- **What the task asks**
Gather every line of the items below that contains the string "tail", treating uppercase and lowercase letters as different.

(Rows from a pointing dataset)
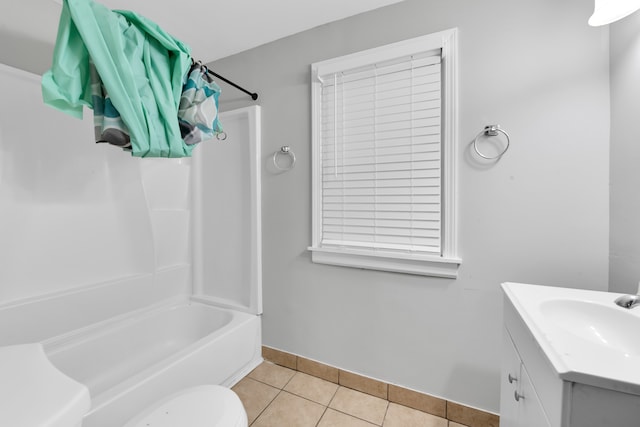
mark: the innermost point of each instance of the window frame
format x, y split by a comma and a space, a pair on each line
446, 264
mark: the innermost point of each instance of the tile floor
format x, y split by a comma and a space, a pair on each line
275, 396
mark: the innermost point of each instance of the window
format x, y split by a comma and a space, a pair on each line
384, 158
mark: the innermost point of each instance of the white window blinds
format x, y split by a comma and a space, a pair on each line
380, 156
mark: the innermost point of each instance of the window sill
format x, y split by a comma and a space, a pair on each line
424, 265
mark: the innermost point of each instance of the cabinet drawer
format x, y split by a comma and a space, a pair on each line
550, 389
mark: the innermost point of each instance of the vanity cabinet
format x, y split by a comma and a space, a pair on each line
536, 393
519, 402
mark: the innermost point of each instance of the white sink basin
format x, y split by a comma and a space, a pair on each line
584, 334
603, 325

==

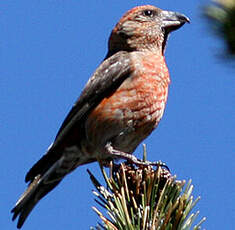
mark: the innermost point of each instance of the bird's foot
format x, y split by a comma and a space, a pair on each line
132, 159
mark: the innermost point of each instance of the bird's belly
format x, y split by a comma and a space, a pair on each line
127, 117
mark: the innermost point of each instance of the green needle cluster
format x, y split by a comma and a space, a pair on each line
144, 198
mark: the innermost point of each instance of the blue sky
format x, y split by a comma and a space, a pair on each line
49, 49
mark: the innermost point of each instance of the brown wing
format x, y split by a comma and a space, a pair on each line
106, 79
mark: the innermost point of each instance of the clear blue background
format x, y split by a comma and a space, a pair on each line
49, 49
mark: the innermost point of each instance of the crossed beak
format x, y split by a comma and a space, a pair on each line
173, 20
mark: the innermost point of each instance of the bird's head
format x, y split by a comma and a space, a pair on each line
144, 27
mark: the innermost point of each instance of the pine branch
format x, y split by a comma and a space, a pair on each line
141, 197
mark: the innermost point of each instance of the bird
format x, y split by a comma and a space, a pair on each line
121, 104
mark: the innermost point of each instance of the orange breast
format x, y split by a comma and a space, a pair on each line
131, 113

==

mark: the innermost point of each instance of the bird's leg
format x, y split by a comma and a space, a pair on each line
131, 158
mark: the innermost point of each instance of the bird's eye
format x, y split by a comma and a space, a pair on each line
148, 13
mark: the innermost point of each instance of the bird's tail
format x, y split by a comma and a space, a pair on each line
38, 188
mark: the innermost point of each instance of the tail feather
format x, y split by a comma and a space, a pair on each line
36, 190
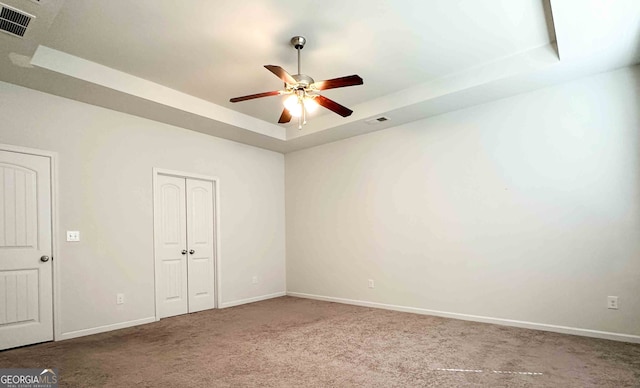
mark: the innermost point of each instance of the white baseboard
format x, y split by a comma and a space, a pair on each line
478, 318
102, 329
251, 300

- **Answer to this problem**
mark: the innermost point of each instance of the bird's tail
mark: the innermost point of each instance of the tail feather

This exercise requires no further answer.